Text passage START
Wilfred Owen’s War Poetry Paper
An author’s context always has a substantial influence on the text’s they write. We will also find this holds true for poetry, if not more so. Poetry is often considered a collection of emotions generated from its writer and we can see this by not only analysing a poem, but by taking into consideration the poet’s life as well. One such example is Wilfred Owen. Owen’s poetry has been greatly influenced by his context, and not only by his involvement in World War 1 but the friendships he made in that time. Through knowing Owen’s context we can interpret how the social, political and historical climate of the world influenced his poetry.
Wilfred Owen was born in March, 1893. The course of his life changed many times before he went to war. After finishing school he became a parish assistant before abandoning religion and finally becoming a professor of English. It has never been clearly stated why he abandoned Christianity but we will look into how it has effected his poetry later. In 1910 Owen met Christoble Coleridge, daughter of the poet Samuel Taylor Coleridge, and their friendship, together with his skills as an English teacher, is how Owen’s passion for poetry began.
It was not long after England declared war on August 4th, 1914, that Wilfred Owen enlisted with the ‘Artists Rifles Regiment’ as a cadet. In 1915 Owen was commissioned as 2nd Lieutenant of the ‘Manchester’s Regiment’, and in 1917 was sent to the front line at the battle of Serre. At some stage during that battle Owen was concussed and spent several days in a bomb creator with the corpse of a fellow officer. Whilst recovering at Craiglockhart War Hospital, Owen met the poet Siegfried Sassoon who became the greatest influence in Owen’s work.
In August 1918 Owen returned to the war where he was killed in action on the 4th November, 1918. When the poetry of Wilfred Owen is read there are many instances where we can see direct parallels to events in his life. Let’s consider Owen’s becoming an apostate. There are many parts of his work that indicate an abandonment of religion, the best example being “Le Christianisme”. The very first line, “So the church of Christ was hit and buried”, is symbolic of Owen deferring from Christianity. However the rest of the poem, in particular the second stanza, can be interpreted as Owens’s resentment of such a change.
We can see in other poems this ‘resentment’ and perhaps also indication that Owen converted back to religion during the war. In “Strange Meeting” Owen writes “by his dead smile I knew we were in hell. ” It clearly illustrates that Owen was aware of the consequences of disbelieving in God and believed war to be his punishment, his “hell”. Quite often in Owen’s work, God is seen to symbolise death. The first line of “Apologia Pro Poemate Meo” speaks of how he “saw God through mud; the mud that cracks on cheeks”, meaning he saw God in the face of the dying.
We consider this use of “God” to mean death because very often in Owen’s work he claims o see death in the eyes of man. Finally, in “Greater Love” one line gives us a good example of how Owen felt about God. “Where God seems not to care. ” There is one poem which is almost an account of an event from 1917. Whilst leading his platoon in the battle of Somme, Owen captured an abandoned German bunker in no man’s land. The sentry who was posted was blinded during a raid. This also happens to be the theme of the poem “The Sentry”, and we can already see the evidence in the title.
Text passage END
Dataset excerpts START
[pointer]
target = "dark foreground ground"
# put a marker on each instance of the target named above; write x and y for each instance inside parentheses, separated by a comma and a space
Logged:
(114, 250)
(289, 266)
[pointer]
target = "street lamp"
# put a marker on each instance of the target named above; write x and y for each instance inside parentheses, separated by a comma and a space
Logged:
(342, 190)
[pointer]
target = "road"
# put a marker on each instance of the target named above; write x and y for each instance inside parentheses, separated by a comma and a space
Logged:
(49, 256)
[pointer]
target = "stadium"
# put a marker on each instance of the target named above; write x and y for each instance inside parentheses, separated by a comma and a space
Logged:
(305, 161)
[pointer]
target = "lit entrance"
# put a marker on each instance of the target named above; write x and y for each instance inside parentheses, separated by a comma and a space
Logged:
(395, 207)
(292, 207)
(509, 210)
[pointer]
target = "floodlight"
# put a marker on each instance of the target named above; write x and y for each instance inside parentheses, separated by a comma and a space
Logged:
Dataset excerpts END
Problems and tasks —
1. Reproduce the essay on Wilfred Owen's war poetry word for word, from "In August 1918" to "such a change.".
2. Using the essay on Wilfred Owen's war poetry, decide whether each statement agrees with it. Answer yes or no and quote the deciding words.
(a) Owen met Siegfried Sassoon while he was recovering at Craiglockhart War Hospital.
(b) Owen was killed in action in August 1918.
(c) Owen first enlisted as a cadet with the Manchester's Regiment.

Answers to each task —
1.
In August 1918 Owen returned to the war where he was killed in action on the 4th November, 1918. When the poetry of Wilfred Owen is read there are many instances where we can see direct parallels to events in his life. Let’s consider Owen’s becoming an apostate. There are many parts of his work that indicate an abandonment of religion, the best example being “Le Christianisme”. The very first line, “So the church of Christ was hit and buried”, is symbolic of Owen deferring from Christianity. However the rest of the poem, in particular the second stanza, can be interpreted as Owens’s resentment of such a change.

2.
(a) Yes: "Whilst recovering at Craiglockhart War Hospital, Owen met the poet Siegfried Sassoon"
(b) No: "killed in action on the 4th November, 1918"
(c) No: "Wilfred Owen enlisted with the ‘Artists Rifles Regiment’ as a cadet"